Erkennbar auch Scotts Interesse für Militärtechnik, das man schon in früheren Filmen - von "Gladiator" bis "Black Hawk Down" - bewundern konnte. Ridley Scott, auch schon bald 72, hat Sinn für Geschichte, und das heißt für Details. Erstaunlich auch, mit wieviel Energie er bei der Sache ist - ein Film, dessen Druck nie nachlässt und doch erfüllt ist von der Lust an Einzelheiten, an kleinen stimmigen Details: etwa das London des Jahres 1199. Oder der Sherrif von Nottingham, der hier völlig heruntergekommen ist, arm, unwichtig - kleine, dreckige, einfache Verhältnisse. Oder dem inmitten der Schlacht wiederkehrenden Ruf "Protect the King!" Worauf dann die Ritter sämtliche Vorsicht über den Haufen werfen, nur noch um die Sicherheit des mitunter blindlings stürmenden Herrschers bemüht.

Mit der bekannten Robin Hood Legende hat das alles nicht mehr viel zu tun. Die moderne Legende, nach den mittelalterlichen Balladen zuerst von Walter Scott zusammengefasst, erzählt sich etwa so: Während des dritten Kreuzzugs war der edle König Richard Löwenherz im finstren Kontinentaleuropa auf einer kalten Burg gefangen. In England herrschte derweil sein jüngerer Bruder, Prinz John. Doch statt das Erbe sittsam im Geiste des Bruders zu verwalten, strebte John selbst nach der Krone und weigerte sich unter Vorwänden, das Lösegeld für den Bruder aufzubringen.

Auch hielten Misswirtschaft und Niedergang Einzug, der gierige Adel beraubte die einfachen Leute. Da erhob sich Robin Hood, ein angelsächsischer Freisasse, der unter Richard lebte und nach der Gefangenschaft des Königs in die Wälder des Sherwood Forrest floh, um dort als Geächteter, als Outlaw mit seinen Genossen in Wams, Strumpfhosen, und mit Flitzebogen in der Faust jahrzehntelang die bösen Reichen, sprich den normannischen Adel und die Priester zu berauben, gutherzig und mild gegen das Volk, grausam und unerbittlich gegen seine Feinde.

### Kurze Aufgabe 1
Gib aus dem Text über Ridley Scotts Robin-Hood-Film den Teil wortgetreu wieder, der mit den Worten „Erkennbar auch Scotts“ beginnt und mit „stürmenden Herrschers bemüht.“ endet.

### Bereitgestellte Daten

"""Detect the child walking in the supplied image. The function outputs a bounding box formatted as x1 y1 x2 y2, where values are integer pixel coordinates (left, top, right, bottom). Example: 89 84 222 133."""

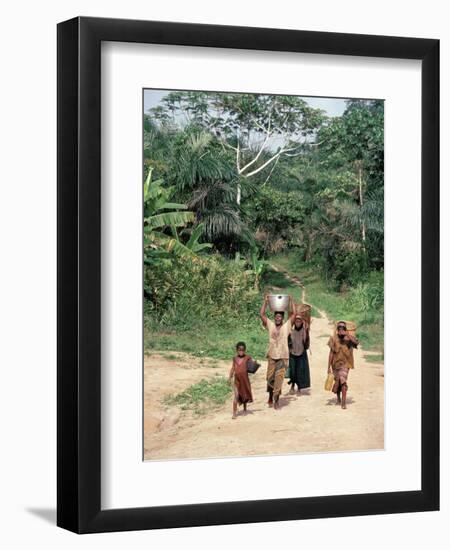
229 342 253 419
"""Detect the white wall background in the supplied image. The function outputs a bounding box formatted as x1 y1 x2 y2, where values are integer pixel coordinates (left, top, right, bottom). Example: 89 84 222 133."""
0 0 450 550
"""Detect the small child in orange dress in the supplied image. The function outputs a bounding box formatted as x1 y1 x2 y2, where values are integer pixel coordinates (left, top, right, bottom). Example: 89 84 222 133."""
229 342 253 419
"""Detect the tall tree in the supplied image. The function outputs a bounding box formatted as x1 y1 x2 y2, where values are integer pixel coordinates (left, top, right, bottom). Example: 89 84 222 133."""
152 92 325 194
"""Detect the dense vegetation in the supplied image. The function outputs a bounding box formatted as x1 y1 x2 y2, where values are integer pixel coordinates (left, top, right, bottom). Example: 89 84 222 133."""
144 92 384 357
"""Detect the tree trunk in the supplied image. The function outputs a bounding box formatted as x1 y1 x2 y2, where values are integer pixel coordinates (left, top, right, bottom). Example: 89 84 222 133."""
358 161 366 243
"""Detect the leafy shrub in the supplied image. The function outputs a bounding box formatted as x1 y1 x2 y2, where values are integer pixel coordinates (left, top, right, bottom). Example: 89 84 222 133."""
144 254 260 328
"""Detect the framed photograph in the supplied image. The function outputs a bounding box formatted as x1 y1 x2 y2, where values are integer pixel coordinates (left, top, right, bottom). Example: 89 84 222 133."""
57 17 439 533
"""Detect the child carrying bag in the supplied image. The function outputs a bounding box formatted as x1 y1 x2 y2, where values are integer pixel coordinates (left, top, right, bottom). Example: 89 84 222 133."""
325 372 334 391
247 359 261 374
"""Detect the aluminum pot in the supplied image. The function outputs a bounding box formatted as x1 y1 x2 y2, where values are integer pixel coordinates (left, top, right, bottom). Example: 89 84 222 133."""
268 294 289 311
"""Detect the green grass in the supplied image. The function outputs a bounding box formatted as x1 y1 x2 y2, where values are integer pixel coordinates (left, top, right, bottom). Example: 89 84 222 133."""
271 254 384 352
144 317 267 367
144 254 384 360
164 376 232 413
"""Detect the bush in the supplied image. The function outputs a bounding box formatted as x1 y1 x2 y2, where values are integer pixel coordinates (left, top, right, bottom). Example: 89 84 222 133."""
144 254 260 328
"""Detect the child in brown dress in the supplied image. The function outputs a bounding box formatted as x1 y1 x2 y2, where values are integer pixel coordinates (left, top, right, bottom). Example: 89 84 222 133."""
229 342 253 419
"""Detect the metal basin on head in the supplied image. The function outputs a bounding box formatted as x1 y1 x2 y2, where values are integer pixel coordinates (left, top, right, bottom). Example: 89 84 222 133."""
268 294 289 311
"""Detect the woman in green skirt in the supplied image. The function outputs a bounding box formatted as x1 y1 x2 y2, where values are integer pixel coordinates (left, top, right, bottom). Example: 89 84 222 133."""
287 314 311 395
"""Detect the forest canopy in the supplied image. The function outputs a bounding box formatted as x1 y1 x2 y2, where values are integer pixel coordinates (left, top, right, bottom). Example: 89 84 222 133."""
144 92 384 350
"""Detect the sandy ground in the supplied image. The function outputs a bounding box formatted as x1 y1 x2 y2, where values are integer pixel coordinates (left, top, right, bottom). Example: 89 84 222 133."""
144 313 384 460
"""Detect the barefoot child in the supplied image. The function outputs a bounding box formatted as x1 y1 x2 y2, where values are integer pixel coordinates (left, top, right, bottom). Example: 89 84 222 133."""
229 342 253 419
328 321 359 409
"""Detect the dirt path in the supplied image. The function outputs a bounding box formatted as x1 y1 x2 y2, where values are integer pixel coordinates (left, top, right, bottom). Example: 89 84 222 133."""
144 274 384 460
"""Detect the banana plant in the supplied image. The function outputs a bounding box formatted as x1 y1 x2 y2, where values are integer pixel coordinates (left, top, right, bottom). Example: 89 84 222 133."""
144 168 195 264
248 247 267 290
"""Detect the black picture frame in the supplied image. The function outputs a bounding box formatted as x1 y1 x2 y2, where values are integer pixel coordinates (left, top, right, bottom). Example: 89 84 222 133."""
57 17 439 533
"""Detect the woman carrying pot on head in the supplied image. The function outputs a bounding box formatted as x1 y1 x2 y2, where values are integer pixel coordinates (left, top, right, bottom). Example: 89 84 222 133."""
259 295 295 409
288 313 311 395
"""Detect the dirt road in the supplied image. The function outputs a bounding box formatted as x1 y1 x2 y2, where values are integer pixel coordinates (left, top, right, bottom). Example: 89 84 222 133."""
144 313 384 460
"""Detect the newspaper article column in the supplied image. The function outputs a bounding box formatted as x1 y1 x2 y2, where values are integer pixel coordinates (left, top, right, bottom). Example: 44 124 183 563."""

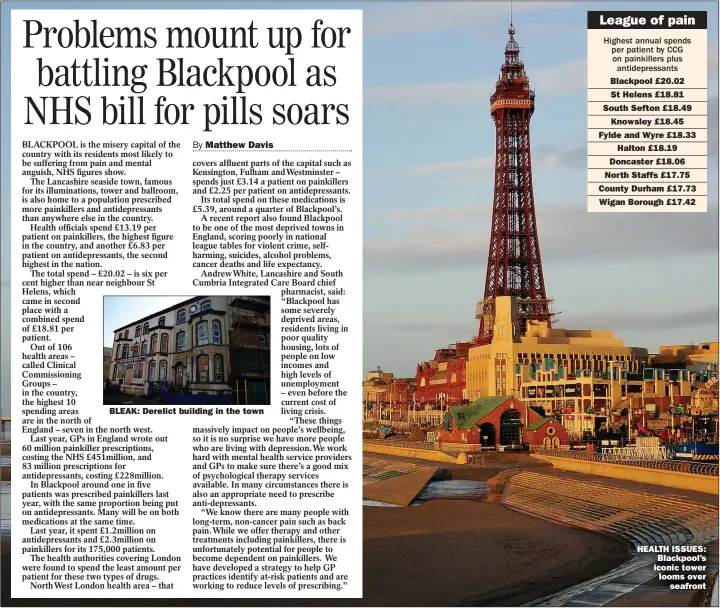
11 9 362 599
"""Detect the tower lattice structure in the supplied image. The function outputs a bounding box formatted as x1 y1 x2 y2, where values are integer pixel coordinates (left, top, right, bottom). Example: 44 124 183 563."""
476 23 553 343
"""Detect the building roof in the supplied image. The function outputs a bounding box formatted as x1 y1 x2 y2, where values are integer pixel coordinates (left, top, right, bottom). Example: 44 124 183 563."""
450 395 512 431
525 416 553 431
113 296 210 332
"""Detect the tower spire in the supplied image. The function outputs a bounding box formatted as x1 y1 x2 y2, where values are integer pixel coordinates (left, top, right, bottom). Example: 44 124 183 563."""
476 16 552 343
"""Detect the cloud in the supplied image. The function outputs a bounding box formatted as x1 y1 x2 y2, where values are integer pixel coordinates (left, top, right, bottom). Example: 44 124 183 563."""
363 2 571 38
364 59 587 105
365 199 718 274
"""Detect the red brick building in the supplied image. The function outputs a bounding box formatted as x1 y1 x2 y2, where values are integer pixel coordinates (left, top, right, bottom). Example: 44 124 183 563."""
436 396 568 446
415 342 472 406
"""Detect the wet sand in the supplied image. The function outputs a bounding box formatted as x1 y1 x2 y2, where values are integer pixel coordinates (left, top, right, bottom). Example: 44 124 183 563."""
0 458 628 606
363 500 628 606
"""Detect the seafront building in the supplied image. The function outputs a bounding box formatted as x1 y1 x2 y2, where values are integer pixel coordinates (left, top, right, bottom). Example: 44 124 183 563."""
110 296 270 404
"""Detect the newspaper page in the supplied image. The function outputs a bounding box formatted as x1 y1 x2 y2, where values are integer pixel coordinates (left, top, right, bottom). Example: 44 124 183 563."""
4 3 362 598
0 0 720 607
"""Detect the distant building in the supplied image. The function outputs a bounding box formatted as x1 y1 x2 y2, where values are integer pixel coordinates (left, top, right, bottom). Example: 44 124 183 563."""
415 342 472 408
228 296 270 405
435 396 568 447
650 342 718 374
103 346 112 381
363 368 416 411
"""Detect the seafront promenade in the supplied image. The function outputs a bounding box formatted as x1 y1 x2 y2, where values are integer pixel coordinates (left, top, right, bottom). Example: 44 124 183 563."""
364 442 718 606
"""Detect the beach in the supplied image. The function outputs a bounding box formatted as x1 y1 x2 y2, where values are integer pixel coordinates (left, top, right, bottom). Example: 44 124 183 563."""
363 500 628 606
0 445 628 606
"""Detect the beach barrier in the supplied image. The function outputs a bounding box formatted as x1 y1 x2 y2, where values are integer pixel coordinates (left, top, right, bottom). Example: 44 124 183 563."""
532 450 718 495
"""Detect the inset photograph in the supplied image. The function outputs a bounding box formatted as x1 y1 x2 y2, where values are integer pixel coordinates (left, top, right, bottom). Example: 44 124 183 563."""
103 295 270 405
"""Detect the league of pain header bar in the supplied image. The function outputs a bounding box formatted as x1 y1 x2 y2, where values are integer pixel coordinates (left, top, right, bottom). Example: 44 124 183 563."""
588 11 707 30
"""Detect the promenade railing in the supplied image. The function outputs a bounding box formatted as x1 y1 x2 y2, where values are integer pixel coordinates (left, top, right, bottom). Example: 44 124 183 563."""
532 448 719 477
363 439 435 450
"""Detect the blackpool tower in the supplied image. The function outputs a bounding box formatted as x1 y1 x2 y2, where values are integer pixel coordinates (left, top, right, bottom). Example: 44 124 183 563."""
476 23 552 344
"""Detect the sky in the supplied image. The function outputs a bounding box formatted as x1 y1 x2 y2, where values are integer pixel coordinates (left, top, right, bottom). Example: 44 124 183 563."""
364 2 718 377
2 2 718 404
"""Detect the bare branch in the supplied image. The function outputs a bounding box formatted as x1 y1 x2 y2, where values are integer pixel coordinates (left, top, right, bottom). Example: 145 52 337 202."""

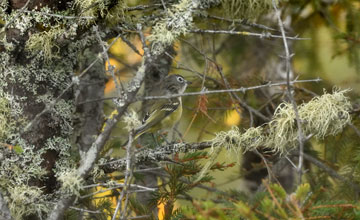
272 0 304 183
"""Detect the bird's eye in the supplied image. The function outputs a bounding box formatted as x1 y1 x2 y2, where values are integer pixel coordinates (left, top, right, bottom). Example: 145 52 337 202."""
176 76 184 83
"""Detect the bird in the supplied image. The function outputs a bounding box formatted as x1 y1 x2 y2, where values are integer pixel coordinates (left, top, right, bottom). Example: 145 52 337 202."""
133 74 191 140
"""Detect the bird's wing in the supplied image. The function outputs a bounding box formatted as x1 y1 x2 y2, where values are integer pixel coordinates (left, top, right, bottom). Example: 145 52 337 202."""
135 98 181 135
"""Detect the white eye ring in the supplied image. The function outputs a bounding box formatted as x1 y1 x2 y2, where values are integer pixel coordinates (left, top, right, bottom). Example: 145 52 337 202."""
176 76 184 83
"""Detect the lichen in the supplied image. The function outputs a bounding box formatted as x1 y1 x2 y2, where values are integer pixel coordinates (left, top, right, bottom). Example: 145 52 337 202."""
7 184 50 220
148 0 200 54
211 89 351 153
221 0 277 19
57 169 84 196
25 26 66 61
0 97 15 140
123 110 141 131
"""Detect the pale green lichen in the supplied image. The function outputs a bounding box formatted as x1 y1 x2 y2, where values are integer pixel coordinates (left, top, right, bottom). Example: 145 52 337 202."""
148 0 200 54
7 184 50 220
211 89 351 153
123 110 141 132
0 142 49 219
266 89 351 152
57 169 84 196
25 27 66 61
0 97 15 141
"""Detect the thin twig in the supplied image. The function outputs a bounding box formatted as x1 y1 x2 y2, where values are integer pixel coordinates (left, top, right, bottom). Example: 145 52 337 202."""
189 29 310 40
23 29 124 132
79 78 321 105
0 192 13 220
112 131 134 220
207 15 277 31
24 10 95 20
48 26 148 220
94 25 121 97
272 0 304 183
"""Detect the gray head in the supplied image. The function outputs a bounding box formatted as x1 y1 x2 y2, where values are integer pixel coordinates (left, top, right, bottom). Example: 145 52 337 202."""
162 74 191 95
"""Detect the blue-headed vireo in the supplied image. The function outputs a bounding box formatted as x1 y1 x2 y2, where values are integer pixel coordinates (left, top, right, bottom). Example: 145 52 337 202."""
134 74 191 139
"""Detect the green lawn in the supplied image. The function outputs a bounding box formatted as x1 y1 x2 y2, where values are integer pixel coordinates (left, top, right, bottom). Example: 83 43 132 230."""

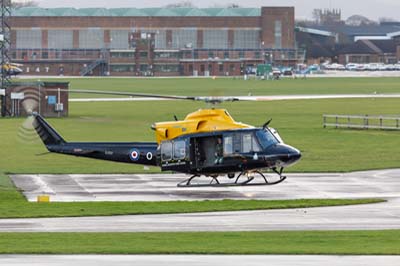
0 99 400 173
0 230 400 255
21 78 400 97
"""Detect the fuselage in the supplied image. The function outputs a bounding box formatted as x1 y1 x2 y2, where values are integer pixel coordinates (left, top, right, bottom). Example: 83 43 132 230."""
34 113 301 176
157 128 301 175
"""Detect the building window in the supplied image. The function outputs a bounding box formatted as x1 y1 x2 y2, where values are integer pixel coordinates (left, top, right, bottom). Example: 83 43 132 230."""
110 52 135 58
275 20 282 49
110 65 135 72
139 52 148 59
155 52 179 59
224 51 229 59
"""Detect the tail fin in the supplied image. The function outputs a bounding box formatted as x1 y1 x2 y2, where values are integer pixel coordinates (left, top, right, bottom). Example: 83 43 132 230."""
32 113 66 146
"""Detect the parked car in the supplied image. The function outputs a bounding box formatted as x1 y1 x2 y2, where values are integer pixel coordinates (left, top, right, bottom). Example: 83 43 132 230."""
346 63 359 71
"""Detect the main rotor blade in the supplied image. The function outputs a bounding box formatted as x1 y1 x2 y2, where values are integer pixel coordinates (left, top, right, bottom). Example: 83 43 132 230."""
49 89 196 101
48 89 245 104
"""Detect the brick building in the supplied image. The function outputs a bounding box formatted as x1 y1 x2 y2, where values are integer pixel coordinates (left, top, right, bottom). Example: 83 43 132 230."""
11 7 302 76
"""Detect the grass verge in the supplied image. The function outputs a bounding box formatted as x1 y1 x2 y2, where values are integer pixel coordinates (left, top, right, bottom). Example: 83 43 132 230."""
0 230 400 255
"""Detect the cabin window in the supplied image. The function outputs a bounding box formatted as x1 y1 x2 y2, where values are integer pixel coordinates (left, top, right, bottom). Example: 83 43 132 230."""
242 133 261 152
161 141 172 161
256 129 279 149
174 140 186 160
224 136 233 154
242 134 251 152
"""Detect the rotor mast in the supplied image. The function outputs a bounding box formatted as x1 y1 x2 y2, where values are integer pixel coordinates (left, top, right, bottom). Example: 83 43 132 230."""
0 0 11 117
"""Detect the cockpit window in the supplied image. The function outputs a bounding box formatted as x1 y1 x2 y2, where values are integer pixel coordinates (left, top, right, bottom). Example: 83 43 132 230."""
256 129 279 149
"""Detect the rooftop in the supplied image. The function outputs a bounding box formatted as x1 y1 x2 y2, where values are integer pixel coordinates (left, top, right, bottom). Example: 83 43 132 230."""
12 7 261 17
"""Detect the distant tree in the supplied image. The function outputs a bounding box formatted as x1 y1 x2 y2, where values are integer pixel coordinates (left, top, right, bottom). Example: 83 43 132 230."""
311 9 322 24
346 15 377 26
11 1 39 8
379 17 397 23
165 1 196 8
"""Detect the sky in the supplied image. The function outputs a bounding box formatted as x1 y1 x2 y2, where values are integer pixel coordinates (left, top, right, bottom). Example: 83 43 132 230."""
16 0 400 21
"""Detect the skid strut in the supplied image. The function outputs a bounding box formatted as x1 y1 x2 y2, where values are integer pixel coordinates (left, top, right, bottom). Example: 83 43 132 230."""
177 167 286 187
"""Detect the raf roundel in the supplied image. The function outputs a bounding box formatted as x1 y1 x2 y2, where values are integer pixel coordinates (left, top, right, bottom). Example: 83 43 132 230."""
129 149 140 161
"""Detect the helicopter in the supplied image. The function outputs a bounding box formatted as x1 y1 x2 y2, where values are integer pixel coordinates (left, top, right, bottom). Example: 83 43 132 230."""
31 90 301 187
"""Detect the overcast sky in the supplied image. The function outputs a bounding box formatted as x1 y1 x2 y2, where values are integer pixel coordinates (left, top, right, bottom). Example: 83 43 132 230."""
24 0 400 20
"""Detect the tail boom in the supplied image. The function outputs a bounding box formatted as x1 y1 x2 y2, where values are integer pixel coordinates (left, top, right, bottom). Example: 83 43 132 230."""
33 114 158 166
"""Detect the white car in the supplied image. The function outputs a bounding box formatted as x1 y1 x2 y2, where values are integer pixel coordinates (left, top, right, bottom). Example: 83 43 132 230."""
346 63 358 71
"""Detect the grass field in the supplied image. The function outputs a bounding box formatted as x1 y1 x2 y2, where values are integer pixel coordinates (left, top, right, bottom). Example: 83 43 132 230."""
0 230 400 255
28 78 400 97
0 78 400 255
0 96 400 173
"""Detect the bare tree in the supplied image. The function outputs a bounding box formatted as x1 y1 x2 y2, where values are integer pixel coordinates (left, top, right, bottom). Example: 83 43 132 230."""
379 17 397 23
165 1 195 8
11 1 39 8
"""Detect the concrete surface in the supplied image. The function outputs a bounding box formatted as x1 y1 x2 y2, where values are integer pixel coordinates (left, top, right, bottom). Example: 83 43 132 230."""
0 169 400 232
0 255 400 266
11 169 400 202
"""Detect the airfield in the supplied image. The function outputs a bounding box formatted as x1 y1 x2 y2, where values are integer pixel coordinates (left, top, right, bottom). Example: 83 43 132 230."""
5 169 400 232
0 77 400 265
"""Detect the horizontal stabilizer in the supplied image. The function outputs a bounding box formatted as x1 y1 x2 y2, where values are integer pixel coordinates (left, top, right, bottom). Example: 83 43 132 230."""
32 113 66 146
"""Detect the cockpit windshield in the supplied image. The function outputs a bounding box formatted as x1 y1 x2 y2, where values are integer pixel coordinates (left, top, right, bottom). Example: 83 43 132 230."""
256 129 279 149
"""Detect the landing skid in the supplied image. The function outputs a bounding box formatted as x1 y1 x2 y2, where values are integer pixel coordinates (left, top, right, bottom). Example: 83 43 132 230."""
177 168 286 187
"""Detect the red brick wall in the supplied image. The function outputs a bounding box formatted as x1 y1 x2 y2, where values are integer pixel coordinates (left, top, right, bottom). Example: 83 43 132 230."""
11 17 260 29
260 7 294 48
396 45 400 62
42 30 49 49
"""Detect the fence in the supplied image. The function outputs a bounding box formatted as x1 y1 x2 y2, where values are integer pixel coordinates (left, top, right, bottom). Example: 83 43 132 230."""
323 115 400 130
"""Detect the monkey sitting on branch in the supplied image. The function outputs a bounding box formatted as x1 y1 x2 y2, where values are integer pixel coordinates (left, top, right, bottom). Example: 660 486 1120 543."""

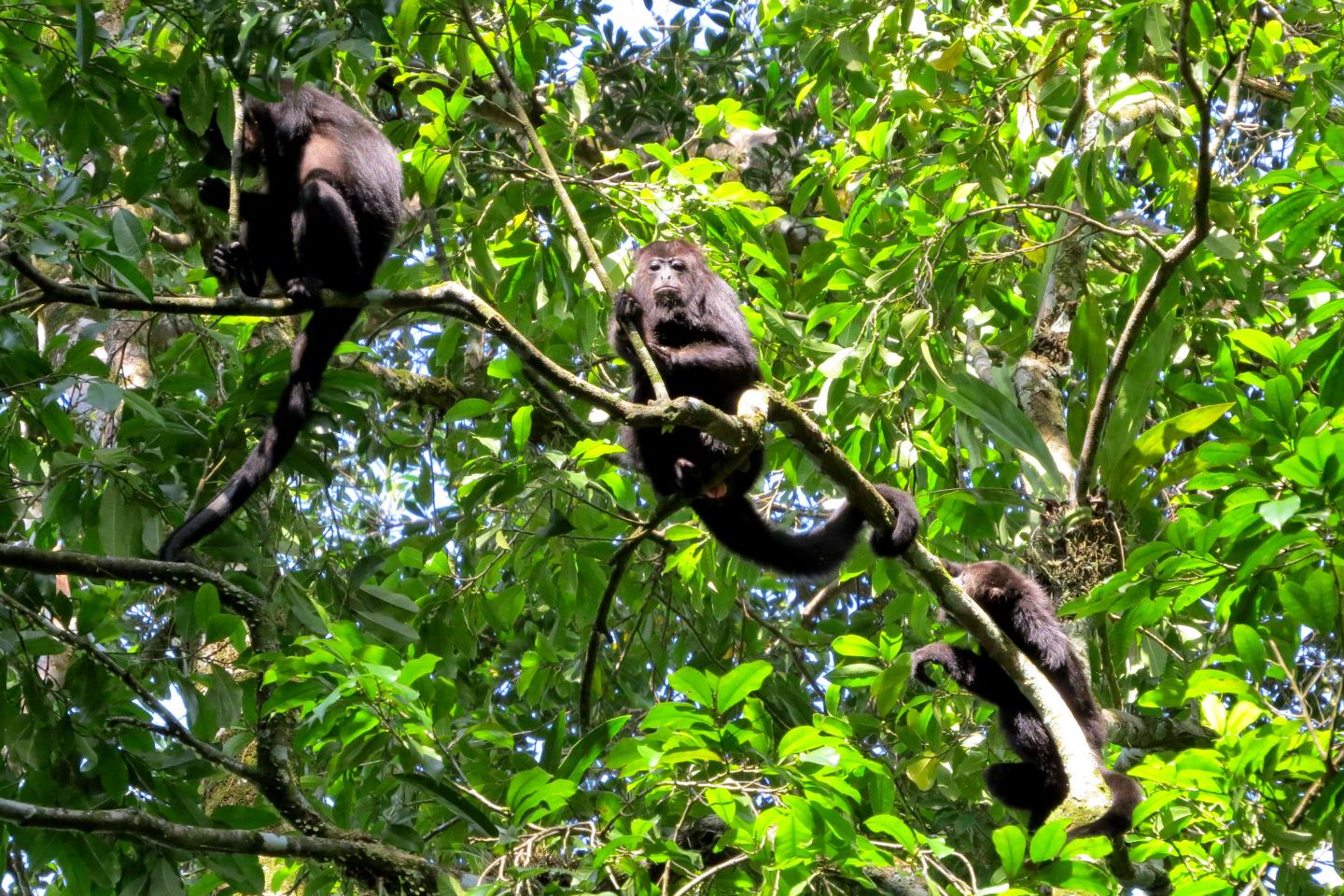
892 561 1143 838
610 241 919 576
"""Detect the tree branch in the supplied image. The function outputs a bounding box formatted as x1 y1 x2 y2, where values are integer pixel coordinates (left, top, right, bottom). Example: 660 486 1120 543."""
1072 0 1259 507
0 798 442 893
459 3 668 401
0 594 258 782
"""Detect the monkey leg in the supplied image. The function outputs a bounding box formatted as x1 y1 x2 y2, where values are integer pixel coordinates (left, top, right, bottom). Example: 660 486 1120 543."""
986 762 1069 830
910 642 1023 707
290 176 362 303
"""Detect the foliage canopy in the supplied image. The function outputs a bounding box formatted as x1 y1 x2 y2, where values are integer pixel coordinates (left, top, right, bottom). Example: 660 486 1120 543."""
0 0 1344 896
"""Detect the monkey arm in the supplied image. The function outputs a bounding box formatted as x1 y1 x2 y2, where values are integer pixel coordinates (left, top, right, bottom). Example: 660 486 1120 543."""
910 642 1024 707
1007 597 1074 672
650 342 761 375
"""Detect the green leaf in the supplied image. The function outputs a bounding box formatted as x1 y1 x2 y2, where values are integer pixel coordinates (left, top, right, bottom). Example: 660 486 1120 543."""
668 666 718 708
1232 623 1266 679
1106 401 1237 487
555 715 630 785
717 660 774 715
1027 819 1069 865
98 481 140 557
443 398 493 423
831 634 877 660
941 371 1063 492
993 825 1027 877
392 771 498 837
1256 495 1302 529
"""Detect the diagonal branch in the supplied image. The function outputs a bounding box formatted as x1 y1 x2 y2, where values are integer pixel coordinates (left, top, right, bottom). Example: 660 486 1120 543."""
0 798 442 893
0 598 258 782
1072 0 1259 507
459 3 668 401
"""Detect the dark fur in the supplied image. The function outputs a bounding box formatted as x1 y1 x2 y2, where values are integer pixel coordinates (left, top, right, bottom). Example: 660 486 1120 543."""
911 560 1143 837
159 82 402 560
610 242 919 575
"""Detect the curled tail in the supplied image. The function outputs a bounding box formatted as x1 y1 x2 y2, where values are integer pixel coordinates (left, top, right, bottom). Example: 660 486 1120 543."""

### Kurze Aufgabe 2
Aktualisiere in den Datensätzen den Abschnitt, der mit der Zeile mit „the skid strut“ beginnt und mit der Zeile mit „0 96 400 173“ endet, beide eingeschlossen, indem du „white car“ durch „parked car“ ersetzt. Gib nur diese Zeilen zurück, sonst unverändert.

### Richtige Ausgabe 1
Erkennbar auch Scotts Interesse für Militärtechnik, das man schon in früheren Filmen - von "Gladiator" bis "Black Hawk Down" - bewundern konnte. Ridley Scott, auch schon bald 72, hat Sinn für Geschichte, und das heißt für Details. Erstaunlich auch, mit wieviel Energie er bei der Sache ist - ein Film, dessen Druck nie nachlässt und doch erfüllt ist von der Lust an Einzelheiten, an kleinen stimmigen Details: etwa das London des Jahres 1199. Oder der Sherrif von Nottingham, der hier völlig heruntergekommen ist, arm, unwichtig - kleine, dreckige, einfache Verhältnisse. Oder dem inmitten der Schlacht wiederkehrenden Ruf "Protect the King!" Worauf dann die Ritter sämtliche Vorsicht über den Haufen werfen, nur noch um die Sicherheit des mitunter blindlings stürmenden Herrschers bemüht.

### Richtige Ausgabe 2
"""Detect the skid strut in the supplied image. The function outputs a bounding box formatted as x1 y1 x2 y2, where values are integer pixel coordinates (left, top, right, bottom). Example: 83 43 132 230."""
177 167 286 187
"""Detect the raf roundel in the supplied image. The function outputs a bounding box formatted as x1 y1 x2 y2, where values are integer pixel coordinates (left, top, right, bottom). Example: 83 43 132 230."""
129 149 140 161
"""Detect the helicopter in the supplied image. The function outputs a bounding box formatted as x1 y1 x2 y2, where values are integer pixel coordinates (left, top, right, bottom). Example: 83 43 132 230."""
31 90 301 187
"""Detect the overcast sky in the supplied image. The function outputs a bounding box formatted as x1 y1 x2 y2, where values are integer pixel coordinates (left, top, right, bottom). Example: 83 43 132 230."""
24 0 400 20
"""Detect the tail boom in the supplied image. The function outputs a bounding box formatted as x1 y1 x2 y2, where values are integer pixel coordinates (left, top, right, bottom). Example: 83 43 132 230."""
33 114 158 166
"""Detect the parked car in the supplied image. The function outputs a bounding box formatted as x1 y1 x2 y2, where values are integer pixel coordinates (left, top, right, bottom). Example: 83 43 132 230."""
346 63 358 71
"""Detect the grass field in the supplied image. The function outputs a bounding box formatted as x1 y1 x2 y2, where values are integer pixel coordinates (left, top, right, bottom). Example: 83 43 132 230."""
0 230 400 255
28 78 400 97
0 78 400 255
0 96 400 173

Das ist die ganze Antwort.